(Text block)
Command	What it does
`x = numpy.linspace(a, b, num=n)`	create a vector of `n` equally spaced points from `a` to `b`
`matplotlib.pyplot.plot(x, f(x))`	graphs the given vector `x` and a function `f` on `x`
`matplotlib.pyplot.scatter(x, f(x))`	creates scatter plot of the points $(x_i, \, y_i)$
`matplotlib.pyplot.plot(x, y, linestyle="--")`	creates line plot of the points $(x_i, \, y_i)$, with the given linestyle
`matplotlib.pyplot.scatter(x,y)`	adds the points $(x_i, \, y_i)$ to the plot
`lines(x,y)`	adds line segments through the $(x_i, \, y_i)$ to the plot
`matplotlib.pyplot.plot(x, b*x + a)`	adds the line with intercept `a`, slope `b` to the plot, given `x`
`matplotlib.pyplot.hist(x, bins=b, col="blue")`	blue histogram of the values in `x`, with `b` bins
`_, (ax1, ax2) = matplotlib.pyplot.subplots(1, 2)`	tells `matplotlib` we want 2 side-by-side plots (a 1 $\times$ 2 array of plots) where the axes assigned are `ax1` and `ax2`

B.6 Programming¶

Command	What it does
`x = numpy.pi`	sets $\mathtt{x}$ equal to $\pi$
`x>3 and x<5`	Is $\mathtt{x > 3}$ and $\mathtt{x < 5}$? ($\mathtt{True/False}$)
`x>3 or x<5`	Is $\mathtt{x > 3}$ or $\mathtt{x < 5}$? ($\mathtt{True/False}$)

(Problem description) Continue the Python command reference table from where it stops.

(Collected data)

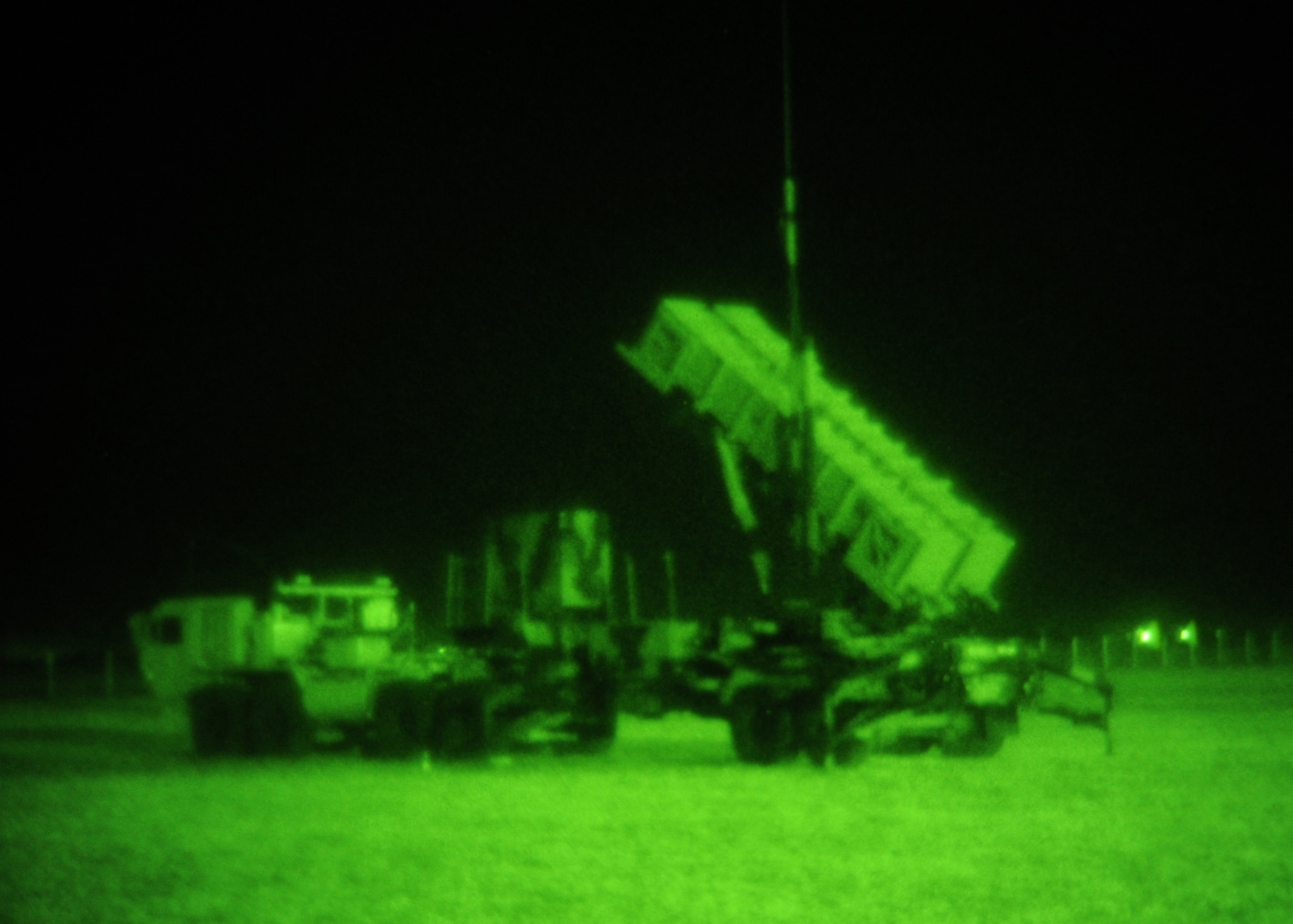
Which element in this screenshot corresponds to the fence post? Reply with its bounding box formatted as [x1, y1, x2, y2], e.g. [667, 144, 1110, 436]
[665, 552, 678, 620]
[625, 555, 641, 625]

(Result of this exercise)
`if n>3: x = x + 1`	adds 1 to $\mathtt{x}$ if $\mathtt{n > 3}$
`x = x+1 if n==0 else x + 2`	adds 1 to $\mathtt{x}$ if $\mathtt{n = 0}$, else adds 2

B.7 Summary statistics¶

Command	What it does
`numpy.mean(v)`	sample mean of array `v`
`numpy.var(v, ddof=1)`	sample variance of vector `v`
`numpy.std(v, ddof=1)`	sample standard deviation of vector `v`
`numpy.median(v)`	sample median of vector `v`
`numpy.percentile(v, [0, 25, 50, 75, 100])`	min, 1^st quartile, median, 3^rd quartile, max of `v`
`numpy.percentile(v, p)`	p^th sample quantile of vector `v`
`numpy.cov(v, w, ddof=1)[0,1]`	sample covariance of vectors `v` and `w`
`numpy.corrcoef(v, w)[0,1]`	sample correlation of vectors `v` and `w`

B.8 Distributions¶

Discrete distributions in scipy.stats
Continuous distributions in scipy.stats
Multivariate distributions in scipy.stats
Please see the Statistical functions page for scipy.stats for a full list of the probability distributions and statistical functions provided.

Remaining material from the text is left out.